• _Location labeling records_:
-- Begin --

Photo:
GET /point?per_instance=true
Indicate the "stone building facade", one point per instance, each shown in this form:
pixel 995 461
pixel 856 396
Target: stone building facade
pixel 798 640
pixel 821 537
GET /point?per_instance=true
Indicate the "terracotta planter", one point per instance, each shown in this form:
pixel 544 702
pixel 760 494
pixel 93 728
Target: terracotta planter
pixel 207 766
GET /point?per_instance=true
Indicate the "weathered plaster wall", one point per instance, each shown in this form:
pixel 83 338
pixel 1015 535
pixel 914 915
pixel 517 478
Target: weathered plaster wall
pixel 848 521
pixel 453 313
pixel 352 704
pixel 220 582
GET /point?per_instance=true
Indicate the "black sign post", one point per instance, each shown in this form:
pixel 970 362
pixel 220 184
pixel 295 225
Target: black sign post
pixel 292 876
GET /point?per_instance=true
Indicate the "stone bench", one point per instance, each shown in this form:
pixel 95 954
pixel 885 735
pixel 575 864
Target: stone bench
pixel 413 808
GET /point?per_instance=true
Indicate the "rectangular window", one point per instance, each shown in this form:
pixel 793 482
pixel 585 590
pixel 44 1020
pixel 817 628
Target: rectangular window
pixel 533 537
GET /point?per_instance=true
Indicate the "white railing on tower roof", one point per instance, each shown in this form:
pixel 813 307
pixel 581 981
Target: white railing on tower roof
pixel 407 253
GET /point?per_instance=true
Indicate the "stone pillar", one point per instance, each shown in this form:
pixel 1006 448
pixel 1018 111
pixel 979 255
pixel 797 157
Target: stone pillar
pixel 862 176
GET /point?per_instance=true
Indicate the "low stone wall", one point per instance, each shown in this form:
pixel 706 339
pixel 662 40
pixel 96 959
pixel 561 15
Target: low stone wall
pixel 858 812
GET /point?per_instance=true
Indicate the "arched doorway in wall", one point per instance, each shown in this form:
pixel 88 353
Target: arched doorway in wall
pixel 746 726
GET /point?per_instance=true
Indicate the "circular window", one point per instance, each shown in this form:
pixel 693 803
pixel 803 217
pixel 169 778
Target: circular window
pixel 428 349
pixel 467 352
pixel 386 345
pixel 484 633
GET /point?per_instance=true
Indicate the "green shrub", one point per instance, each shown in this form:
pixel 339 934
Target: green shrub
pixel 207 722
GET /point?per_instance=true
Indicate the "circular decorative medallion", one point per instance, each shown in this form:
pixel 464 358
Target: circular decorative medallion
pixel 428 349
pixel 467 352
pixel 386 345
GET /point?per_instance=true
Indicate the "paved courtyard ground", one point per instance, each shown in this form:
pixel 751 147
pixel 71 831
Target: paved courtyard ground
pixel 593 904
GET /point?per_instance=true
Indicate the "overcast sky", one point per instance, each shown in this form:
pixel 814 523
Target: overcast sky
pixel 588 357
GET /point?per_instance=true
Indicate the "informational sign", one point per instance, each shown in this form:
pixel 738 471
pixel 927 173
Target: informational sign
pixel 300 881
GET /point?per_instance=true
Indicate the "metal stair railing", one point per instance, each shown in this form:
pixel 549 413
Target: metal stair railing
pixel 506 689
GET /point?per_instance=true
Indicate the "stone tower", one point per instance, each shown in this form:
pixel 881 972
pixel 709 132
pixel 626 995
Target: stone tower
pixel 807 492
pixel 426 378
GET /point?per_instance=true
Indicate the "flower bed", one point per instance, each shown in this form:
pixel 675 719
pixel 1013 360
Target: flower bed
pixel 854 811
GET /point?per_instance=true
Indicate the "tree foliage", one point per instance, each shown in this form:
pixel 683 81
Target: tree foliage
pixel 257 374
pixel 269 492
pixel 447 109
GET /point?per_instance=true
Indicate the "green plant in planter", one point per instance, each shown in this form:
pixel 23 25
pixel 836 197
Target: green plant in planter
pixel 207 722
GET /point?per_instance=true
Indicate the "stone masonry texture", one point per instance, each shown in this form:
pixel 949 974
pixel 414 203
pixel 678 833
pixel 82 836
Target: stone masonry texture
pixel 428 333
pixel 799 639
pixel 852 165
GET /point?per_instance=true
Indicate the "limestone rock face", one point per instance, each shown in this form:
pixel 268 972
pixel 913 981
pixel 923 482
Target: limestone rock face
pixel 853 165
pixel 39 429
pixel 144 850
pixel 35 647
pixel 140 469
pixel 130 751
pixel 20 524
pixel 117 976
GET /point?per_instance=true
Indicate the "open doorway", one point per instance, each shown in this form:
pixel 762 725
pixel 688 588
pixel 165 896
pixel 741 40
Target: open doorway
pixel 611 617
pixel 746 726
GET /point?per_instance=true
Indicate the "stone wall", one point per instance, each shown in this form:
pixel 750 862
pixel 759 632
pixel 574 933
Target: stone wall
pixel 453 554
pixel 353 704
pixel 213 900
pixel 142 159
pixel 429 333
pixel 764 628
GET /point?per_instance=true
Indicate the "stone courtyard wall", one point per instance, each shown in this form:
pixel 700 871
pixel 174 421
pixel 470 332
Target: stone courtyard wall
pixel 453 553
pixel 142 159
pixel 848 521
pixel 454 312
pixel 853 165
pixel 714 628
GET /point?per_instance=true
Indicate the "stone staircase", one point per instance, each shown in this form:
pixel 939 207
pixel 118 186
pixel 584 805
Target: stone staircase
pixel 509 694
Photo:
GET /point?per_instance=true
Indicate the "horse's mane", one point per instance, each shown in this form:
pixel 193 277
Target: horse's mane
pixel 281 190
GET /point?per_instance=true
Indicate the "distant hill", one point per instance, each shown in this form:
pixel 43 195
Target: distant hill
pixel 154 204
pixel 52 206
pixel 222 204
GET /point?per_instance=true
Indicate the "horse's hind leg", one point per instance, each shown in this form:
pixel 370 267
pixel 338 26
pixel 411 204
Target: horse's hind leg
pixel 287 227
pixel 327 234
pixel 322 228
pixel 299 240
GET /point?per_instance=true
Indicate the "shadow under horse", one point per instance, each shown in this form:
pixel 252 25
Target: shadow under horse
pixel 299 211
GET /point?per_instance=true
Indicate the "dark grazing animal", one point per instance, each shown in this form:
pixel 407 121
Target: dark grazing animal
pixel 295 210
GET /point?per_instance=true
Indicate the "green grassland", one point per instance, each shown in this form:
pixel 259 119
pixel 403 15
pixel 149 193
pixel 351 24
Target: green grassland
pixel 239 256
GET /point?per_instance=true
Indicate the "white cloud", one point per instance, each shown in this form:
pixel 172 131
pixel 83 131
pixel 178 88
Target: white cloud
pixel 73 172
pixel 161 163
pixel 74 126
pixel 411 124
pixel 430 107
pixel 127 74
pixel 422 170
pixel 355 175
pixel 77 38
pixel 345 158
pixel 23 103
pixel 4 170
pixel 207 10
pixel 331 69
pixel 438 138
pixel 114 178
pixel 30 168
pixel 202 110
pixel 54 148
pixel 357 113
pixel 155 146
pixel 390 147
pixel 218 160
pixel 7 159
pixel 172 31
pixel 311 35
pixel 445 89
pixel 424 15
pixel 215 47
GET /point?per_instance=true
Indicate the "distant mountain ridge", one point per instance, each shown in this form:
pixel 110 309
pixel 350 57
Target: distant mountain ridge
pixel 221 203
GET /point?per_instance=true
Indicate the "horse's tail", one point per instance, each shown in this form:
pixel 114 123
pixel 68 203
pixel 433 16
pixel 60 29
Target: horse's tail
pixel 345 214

-- End --
-- Begin --

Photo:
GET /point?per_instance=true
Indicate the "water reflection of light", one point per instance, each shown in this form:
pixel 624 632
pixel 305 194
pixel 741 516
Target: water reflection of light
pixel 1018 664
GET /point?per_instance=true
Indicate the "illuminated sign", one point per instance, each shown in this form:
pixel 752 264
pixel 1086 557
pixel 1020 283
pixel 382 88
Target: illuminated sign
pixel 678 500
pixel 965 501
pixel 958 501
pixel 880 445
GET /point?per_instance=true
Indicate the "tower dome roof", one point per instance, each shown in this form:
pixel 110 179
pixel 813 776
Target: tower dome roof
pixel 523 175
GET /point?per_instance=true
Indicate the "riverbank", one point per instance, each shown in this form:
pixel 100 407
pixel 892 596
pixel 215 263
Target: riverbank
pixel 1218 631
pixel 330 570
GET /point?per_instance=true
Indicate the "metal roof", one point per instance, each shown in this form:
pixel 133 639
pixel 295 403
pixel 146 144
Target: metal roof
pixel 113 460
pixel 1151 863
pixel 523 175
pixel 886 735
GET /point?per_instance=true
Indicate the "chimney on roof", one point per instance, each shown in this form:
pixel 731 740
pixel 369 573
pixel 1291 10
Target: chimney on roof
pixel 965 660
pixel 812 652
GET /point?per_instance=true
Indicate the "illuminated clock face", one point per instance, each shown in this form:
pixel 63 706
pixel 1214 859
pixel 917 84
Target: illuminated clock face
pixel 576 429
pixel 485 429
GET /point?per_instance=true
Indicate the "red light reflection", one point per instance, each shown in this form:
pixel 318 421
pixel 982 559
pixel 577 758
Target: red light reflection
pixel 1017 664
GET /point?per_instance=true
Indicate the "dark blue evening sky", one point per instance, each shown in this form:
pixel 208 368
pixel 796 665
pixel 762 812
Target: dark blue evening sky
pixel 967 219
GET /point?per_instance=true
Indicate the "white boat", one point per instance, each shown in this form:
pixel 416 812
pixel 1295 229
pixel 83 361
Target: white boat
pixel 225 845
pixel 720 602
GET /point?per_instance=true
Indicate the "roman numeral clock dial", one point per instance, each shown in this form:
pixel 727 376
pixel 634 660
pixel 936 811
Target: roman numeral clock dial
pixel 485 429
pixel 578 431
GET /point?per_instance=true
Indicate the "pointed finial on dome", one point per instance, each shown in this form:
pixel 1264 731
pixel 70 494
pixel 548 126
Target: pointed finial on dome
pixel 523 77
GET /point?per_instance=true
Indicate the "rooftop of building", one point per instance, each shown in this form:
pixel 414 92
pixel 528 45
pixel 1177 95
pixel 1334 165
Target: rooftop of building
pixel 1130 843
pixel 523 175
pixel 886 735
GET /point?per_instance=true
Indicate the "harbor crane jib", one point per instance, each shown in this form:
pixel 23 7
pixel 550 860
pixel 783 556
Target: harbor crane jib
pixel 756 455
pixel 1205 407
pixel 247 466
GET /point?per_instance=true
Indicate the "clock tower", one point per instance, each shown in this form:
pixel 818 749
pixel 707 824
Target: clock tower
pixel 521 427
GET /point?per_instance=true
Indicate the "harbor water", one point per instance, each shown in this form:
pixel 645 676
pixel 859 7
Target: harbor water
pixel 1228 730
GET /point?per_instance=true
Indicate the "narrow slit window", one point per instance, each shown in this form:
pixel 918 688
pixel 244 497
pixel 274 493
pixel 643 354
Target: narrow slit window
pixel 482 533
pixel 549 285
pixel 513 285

-- End --
-- Begin --

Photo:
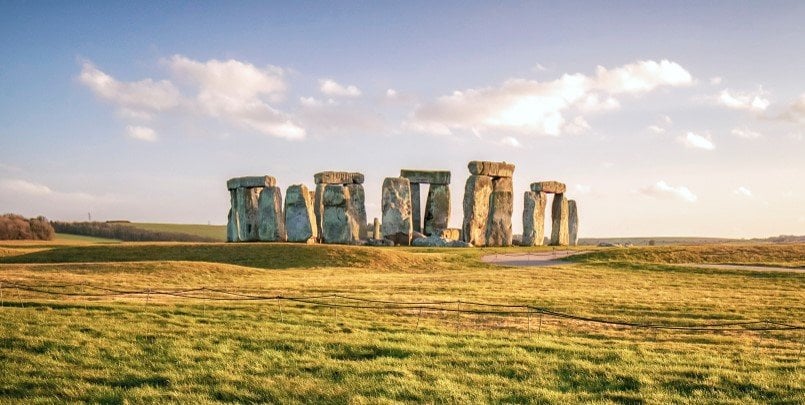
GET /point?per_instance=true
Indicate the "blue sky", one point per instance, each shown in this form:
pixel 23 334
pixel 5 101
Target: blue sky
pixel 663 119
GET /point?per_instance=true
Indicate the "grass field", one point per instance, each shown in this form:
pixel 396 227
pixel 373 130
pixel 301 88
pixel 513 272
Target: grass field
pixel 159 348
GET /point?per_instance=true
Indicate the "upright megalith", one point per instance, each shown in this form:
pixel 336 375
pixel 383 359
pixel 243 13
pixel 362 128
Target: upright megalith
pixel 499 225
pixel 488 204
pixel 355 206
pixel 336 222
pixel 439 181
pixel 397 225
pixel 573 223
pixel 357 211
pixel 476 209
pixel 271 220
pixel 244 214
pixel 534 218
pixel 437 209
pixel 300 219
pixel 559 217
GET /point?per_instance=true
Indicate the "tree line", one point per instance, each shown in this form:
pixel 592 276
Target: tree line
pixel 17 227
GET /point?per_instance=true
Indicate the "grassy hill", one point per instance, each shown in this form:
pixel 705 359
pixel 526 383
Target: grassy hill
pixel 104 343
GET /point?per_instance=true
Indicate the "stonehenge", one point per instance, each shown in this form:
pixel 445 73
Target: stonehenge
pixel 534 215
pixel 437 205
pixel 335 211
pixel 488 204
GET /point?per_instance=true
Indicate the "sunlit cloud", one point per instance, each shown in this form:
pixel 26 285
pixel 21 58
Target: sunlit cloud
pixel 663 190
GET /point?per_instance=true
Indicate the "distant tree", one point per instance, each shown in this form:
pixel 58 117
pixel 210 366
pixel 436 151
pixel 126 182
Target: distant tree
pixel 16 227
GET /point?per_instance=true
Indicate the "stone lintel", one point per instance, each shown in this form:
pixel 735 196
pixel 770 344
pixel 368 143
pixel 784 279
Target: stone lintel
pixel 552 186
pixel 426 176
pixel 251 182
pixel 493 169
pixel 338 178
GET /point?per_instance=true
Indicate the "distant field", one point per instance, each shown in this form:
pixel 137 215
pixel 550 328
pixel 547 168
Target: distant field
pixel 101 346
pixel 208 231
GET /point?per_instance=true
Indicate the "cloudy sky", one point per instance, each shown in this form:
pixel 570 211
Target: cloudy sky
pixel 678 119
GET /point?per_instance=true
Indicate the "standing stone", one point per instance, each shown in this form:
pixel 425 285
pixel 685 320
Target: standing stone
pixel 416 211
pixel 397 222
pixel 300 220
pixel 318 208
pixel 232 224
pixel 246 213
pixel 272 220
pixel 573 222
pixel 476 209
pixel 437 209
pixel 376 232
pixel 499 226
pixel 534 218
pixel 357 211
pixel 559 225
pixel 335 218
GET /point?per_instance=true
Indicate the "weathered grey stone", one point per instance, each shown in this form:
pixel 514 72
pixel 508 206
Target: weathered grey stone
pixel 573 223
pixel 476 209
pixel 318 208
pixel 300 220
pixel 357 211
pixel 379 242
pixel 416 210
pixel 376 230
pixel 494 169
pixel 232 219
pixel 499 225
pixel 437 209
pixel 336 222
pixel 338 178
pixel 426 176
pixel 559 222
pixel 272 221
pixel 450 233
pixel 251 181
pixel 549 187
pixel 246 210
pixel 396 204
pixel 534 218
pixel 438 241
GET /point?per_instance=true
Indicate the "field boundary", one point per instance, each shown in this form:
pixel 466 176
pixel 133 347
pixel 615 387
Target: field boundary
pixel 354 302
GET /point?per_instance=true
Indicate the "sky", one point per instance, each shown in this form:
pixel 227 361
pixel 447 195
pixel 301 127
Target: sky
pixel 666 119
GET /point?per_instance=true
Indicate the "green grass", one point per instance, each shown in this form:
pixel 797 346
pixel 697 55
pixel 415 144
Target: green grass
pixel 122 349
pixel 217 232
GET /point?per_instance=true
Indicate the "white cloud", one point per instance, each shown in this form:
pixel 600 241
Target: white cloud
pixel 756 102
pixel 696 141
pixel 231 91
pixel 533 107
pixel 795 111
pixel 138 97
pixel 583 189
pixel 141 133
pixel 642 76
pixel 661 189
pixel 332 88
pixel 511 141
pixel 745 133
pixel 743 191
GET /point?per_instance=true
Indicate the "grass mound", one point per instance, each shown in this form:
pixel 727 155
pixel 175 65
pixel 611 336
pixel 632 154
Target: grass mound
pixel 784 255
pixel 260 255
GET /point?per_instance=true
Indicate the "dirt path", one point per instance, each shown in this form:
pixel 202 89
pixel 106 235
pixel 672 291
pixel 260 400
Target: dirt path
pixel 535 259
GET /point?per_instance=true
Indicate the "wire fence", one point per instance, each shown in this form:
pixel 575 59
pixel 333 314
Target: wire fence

-- End --

• _Exercise details_: Show every line of the records that contains the string "grassland", copying each one in full.

• _Output of the task_:
Indicate the "green grassland", one point per instance, each shown in this form:
Target: green grassland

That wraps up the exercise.